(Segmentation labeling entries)

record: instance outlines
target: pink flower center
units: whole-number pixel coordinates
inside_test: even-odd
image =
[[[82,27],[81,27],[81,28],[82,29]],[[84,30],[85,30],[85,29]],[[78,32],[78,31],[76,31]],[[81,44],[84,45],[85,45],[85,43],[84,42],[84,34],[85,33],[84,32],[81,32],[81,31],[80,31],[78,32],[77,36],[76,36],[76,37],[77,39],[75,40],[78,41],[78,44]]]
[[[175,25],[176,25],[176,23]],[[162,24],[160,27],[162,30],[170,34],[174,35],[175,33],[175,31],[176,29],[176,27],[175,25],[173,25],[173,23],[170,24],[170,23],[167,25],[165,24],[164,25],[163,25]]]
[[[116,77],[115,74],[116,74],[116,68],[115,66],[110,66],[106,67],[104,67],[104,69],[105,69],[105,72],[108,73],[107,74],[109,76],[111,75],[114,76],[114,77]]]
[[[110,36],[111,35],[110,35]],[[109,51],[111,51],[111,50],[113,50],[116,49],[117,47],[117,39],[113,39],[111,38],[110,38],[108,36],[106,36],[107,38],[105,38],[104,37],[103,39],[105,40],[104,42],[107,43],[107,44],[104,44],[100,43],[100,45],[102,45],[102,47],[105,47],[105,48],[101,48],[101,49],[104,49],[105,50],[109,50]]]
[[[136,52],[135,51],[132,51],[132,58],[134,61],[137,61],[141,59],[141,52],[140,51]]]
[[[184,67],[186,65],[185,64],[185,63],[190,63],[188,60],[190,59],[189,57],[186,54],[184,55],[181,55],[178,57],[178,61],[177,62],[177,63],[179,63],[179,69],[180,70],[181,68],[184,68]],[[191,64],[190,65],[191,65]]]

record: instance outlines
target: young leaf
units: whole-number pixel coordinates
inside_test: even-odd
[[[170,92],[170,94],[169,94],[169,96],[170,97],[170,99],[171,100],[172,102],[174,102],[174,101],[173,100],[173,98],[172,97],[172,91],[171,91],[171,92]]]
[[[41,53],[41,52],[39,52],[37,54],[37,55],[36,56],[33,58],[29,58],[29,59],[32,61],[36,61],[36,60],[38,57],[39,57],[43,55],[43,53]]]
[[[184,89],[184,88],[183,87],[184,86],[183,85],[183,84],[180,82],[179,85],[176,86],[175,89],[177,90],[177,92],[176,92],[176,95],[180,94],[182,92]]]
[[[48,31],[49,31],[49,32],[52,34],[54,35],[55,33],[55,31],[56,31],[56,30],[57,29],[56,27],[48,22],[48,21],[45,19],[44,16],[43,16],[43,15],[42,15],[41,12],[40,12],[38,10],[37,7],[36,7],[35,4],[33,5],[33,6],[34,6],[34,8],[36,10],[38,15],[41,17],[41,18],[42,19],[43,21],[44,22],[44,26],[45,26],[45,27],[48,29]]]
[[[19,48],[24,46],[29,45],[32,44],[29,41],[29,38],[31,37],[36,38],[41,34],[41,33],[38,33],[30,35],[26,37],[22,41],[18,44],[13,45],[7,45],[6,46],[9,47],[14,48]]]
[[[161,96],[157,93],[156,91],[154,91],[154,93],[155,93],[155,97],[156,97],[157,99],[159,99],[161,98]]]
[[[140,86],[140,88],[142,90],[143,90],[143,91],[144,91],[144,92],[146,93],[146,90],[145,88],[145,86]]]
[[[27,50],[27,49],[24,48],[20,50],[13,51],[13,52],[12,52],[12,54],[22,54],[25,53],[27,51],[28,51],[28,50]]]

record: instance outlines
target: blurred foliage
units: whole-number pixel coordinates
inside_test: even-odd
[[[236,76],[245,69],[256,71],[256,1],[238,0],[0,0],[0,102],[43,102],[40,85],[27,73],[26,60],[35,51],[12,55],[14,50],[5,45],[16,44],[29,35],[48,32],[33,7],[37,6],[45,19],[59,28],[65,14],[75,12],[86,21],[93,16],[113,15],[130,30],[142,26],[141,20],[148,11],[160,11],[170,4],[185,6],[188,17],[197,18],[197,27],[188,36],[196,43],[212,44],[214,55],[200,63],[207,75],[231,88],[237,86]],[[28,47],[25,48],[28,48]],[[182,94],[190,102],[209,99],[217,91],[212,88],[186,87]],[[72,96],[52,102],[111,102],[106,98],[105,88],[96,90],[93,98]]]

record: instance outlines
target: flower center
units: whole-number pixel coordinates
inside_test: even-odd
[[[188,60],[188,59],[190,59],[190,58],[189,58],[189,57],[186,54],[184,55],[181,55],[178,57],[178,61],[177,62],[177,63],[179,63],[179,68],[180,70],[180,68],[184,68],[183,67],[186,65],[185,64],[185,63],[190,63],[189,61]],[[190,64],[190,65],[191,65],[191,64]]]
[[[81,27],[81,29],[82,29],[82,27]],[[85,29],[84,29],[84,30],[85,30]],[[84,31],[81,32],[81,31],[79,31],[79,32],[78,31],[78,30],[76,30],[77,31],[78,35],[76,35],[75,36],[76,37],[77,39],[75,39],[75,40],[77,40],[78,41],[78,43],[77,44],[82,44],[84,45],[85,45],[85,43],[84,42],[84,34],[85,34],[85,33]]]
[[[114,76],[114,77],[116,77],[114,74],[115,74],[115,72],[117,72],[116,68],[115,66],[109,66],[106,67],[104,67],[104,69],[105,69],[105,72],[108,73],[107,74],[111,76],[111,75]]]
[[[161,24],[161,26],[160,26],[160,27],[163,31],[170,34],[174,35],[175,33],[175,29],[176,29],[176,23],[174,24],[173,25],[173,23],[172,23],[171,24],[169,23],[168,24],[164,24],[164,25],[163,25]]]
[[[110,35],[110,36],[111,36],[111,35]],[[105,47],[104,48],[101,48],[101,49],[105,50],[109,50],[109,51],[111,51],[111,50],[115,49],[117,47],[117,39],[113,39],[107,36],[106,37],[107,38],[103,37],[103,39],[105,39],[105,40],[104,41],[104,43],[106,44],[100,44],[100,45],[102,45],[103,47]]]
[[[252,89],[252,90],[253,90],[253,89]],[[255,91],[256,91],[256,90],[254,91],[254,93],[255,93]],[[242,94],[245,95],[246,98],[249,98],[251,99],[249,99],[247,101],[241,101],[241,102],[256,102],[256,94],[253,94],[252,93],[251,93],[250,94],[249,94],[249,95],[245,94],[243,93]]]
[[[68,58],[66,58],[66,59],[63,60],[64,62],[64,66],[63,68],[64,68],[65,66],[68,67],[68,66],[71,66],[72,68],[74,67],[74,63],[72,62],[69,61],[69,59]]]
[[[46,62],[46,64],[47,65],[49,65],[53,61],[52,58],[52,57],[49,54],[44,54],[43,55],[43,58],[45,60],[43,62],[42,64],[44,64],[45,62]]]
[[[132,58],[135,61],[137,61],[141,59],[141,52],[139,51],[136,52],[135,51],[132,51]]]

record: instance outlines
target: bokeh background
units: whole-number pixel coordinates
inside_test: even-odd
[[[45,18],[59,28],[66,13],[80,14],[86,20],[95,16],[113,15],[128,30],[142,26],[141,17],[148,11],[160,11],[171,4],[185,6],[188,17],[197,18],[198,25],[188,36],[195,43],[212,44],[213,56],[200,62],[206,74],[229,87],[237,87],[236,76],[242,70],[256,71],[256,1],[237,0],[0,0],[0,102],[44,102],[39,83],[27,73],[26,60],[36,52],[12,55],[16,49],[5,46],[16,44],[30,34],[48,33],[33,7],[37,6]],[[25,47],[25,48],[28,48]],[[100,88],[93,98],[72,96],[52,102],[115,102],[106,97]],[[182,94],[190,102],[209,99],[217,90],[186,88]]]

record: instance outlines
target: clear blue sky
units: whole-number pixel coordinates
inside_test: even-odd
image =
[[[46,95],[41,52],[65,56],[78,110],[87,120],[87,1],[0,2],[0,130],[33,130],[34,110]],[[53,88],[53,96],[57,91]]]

(Task to carry out)
Output all of the data above without any alteration.

(Solution for this exercise)
record: instance outlines
target: pink flower center
units: whole-number pixel coordinates
inside_test: even-odd
image =
[[[82,27],[81,27],[81,28],[82,29]],[[84,30],[85,30],[85,29]],[[78,32],[78,31],[76,31]],[[81,44],[84,45],[85,45],[85,43],[84,42],[84,34],[85,33],[84,32],[81,32],[81,31],[80,31],[78,32],[77,36],[76,36],[76,37],[77,39],[75,40],[78,41],[78,44]]]
[[[175,25],[176,25],[176,23]],[[162,24],[160,27],[162,30],[170,34],[174,35],[175,33],[175,31],[176,29],[176,27],[175,25],[173,25],[173,23],[170,24],[170,23],[167,25],[165,24],[164,25],[163,25]]]
[[[116,77],[115,74],[116,74],[116,68],[115,66],[110,66],[106,67],[104,67],[104,69],[105,69],[105,72],[108,73],[107,74],[109,76],[111,75],[114,76],[114,77]]]
[[[110,36],[111,35],[110,35]],[[109,51],[111,51],[111,50],[113,50],[116,49],[117,47],[117,39],[113,39],[111,38],[110,38],[108,36],[106,36],[107,38],[105,38],[104,37],[103,39],[105,40],[104,42],[107,43],[107,44],[104,44],[100,43],[100,45],[102,45],[102,47],[105,47],[105,48],[101,48],[101,49],[104,49],[105,50],[109,50]]]
[[[136,52],[135,51],[132,51],[132,58],[134,61],[137,61],[141,59],[141,52],[140,51]]]
[[[184,67],[186,65],[185,64],[185,63],[190,63],[188,60],[190,59],[189,57],[186,54],[184,55],[181,55],[178,57],[178,61],[177,62],[177,63],[179,63],[179,69],[180,70],[181,68],[184,68]],[[191,64],[190,65],[191,65]]]

record: instance outlines
target: young leaf
units: whole-number pixel coordinates
inside_test: even-odd
[[[170,92],[170,94],[169,94],[169,96],[170,97],[170,99],[171,100],[172,102],[174,102],[174,101],[173,100],[173,98],[172,97],[172,91],[171,91],[171,92]]]
[[[41,53],[41,52],[39,52],[37,54],[37,55],[36,56],[33,58],[29,58],[29,59],[32,61],[36,61],[36,60],[38,57],[39,57],[43,55],[43,53]]]
[[[184,89],[184,88],[183,87],[184,86],[183,85],[183,84],[180,82],[179,85],[176,86],[175,89],[177,90],[177,92],[176,92],[176,95],[180,94],[182,92]]]
[[[48,31],[49,31],[49,32],[52,34],[54,35],[55,33],[55,31],[56,31],[56,30],[57,29],[56,27],[48,22],[48,21],[45,19],[44,16],[43,16],[43,15],[42,15],[41,12],[40,12],[38,10],[37,7],[36,7],[35,4],[33,5],[33,6],[34,6],[34,8],[36,10],[38,15],[41,17],[41,18],[42,19],[43,21],[44,22],[44,26],[45,26],[45,27],[48,29]]]
[[[19,48],[24,46],[29,45],[32,44],[29,41],[29,38],[31,37],[36,38],[41,34],[41,33],[38,33],[30,35],[26,37],[22,41],[18,44],[13,45],[7,45],[6,46],[9,47],[14,48]]]
[[[161,96],[157,93],[156,91],[154,91],[154,93],[155,93],[155,97],[156,97],[157,99],[159,99],[161,98]]]
[[[140,86],[140,88],[142,90],[143,90],[143,91],[144,91],[144,92],[146,93],[146,90],[145,88],[145,86]]]
[[[27,50],[27,49],[24,48],[20,50],[13,51],[13,52],[12,52],[12,54],[22,54],[25,53],[27,51],[28,51],[28,50]]]

record: instance outlines
target: blurred foliage
units: whole-number pixel coordinates
inside_test: even-odd
[[[236,76],[245,69],[256,71],[256,1],[238,0],[0,0],[0,102],[43,102],[40,85],[27,73],[26,60],[35,51],[12,55],[14,50],[5,45],[16,44],[29,35],[48,32],[33,7],[37,6],[45,19],[59,28],[65,14],[75,12],[86,21],[93,16],[113,15],[130,30],[142,26],[141,20],[148,11],[160,11],[170,4],[185,6],[188,17],[197,18],[197,27],[188,36],[196,43],[212,44],[214,55],[200,63],[207,75],[231,88],[237,86]],[[28,47],[25,48],[28,48]],[[182,94],[190,102],[209,99],[217,91],[212,88],[186,87]],[[72,96],[52,102],[111,102],[106,98],[105,88],[96,90],[93,98]]]

record: instance outlines
target: flower center
units: whole-number pixel coordinates
inside_test: even-odd
[[[188,60],[188,59],[190,59],[190,58],[189,58],[189,57],[186,54],[184,55],[181,55],[178,57],[178,61],[177,62],[177,63],[179,63],[179,68],[180,70],[180,68],[184,68],[183,67],[186,65],[185,64],[185,63],[190,63],[189,61]],[[190,64],[190,65],[191,65],[191,64]]]
[[[81,27],[81,29],[82,29],[82,27]],[[85,29],[84,29],[84,30],[85,30]],[[84,31],[81,32],[81,31],[79,31],[79,32],[78,31],[78,30],[76,30],[77,31],[78,35],[76,35],[75,36],[76,37],[77,39],[75,39],[75,40],[77,40],[78,41],[78,43],[77,44],[82,44],[84,45],[85,45],[85,43],[84,42],[84,34],[85,34],[85,33]]]
[[[114,76],[114,77],[116,77],[114,74],[115,74],[115,72],[117,72],[116,68],[115,66],[109,66],[106,67],[104,67],[104,69],[105,69],[105,72],[108,73],[107,74],[111,76],[111,75]]]
[[[161,24],[161,26],[160,26],[160,27],[163,31],[170,34],[174,35],[175,33],[175,29],[176,29],[176,23],[174,24],[173,25],[173,23],[172,23],[171,24],[169,23],[168,24],[164,24],[164,25],[163,25]]]
[[[110,35],[110,36],[111,36],[111,35]],[[105,47],[104,48],[101,48],[101,49],[105,50],[109,50],[109,51],[111,51],[111,50],[115,49],[117,47],[117,39],[113,39],[107,36],[106,37],[107,38],[103,37],[103,39],[105,39],[105,40],[104,41],[104,43],[106,44],[100,44],[100,45],[102,45],[103,47]]]
[[[252,89],[252,90],[253,90],[253,89]],[[255,91],[256,91],[256,90],[254,91],[254,93],[255,93]],[[242,94],[245,95],[246,98],[249,98],[251,99],[249,99],[247,101],[241,101],[241,102],[256,102],[256,94],[253,94],[252,93],[251,93],[250,94],[249,94],[249,95],[245,94],[243,93]]]
[[[68,58],[66,58],[66,59],[63,60],[64,62],[64,66],[63,68],[64,68],[65,66],[68,67],[68,66],[71,66],[72,68],[74,67],[74,63],[72,62],[69,61],[69,59]]]
[[[46,62],[46,64],[47,65],[49,65],[53,61],[52,58],[52,57],[49,54],[44,54],[43,55],[43,58],[45,60],[43,62],[42,64],[44,64],[45,62]]]
[[[132,58],[135,61],[137,61],[141,59],[141,52],[139,51],[136,52],[135,51],[132,51]]]

record: instance outlines
target: bokeh background
units: whole-number pixel coordinates
inside_test: even-odd
[[[45,18],[59,28],[66,13],[80,14],[86,20],[95,16],[113,15],[128,30],[142,26],[141,17],[148,11],[160,11],[171,4],[185,6],[188,17],[197,18],[198,25],[188,36],[195,43],[212,44],[213,56],[200,62],[206,74],[229,87],[237,87],[236,76],[242,70],[256,71],[256,1],[237,0],[0,0],[0,102],[44,102],[39,83],[27,73],[26,60],[36,52],[12,55],[16,49],[5,46],[16,44],[30,34],[48,33],[33,7],[37,6]],[[25,47],[25,48],[28,48]],[[100,88],[93,98],[72,96],[52,102],[115,102],[106,97]],[[182,94],[190,102],[209,99],[217,90],[186,88]]]

record: instance outlines
target: clear blue sky
units: whole-number pixel coordinates
inside_test: even-odd
image =
[[[46,95],[41,52],[65,56],[78,110],[87,120],[87,1],[0,2],[0,130],[33,130],[34,110]],[[53,88],[53,96],[57,91]]]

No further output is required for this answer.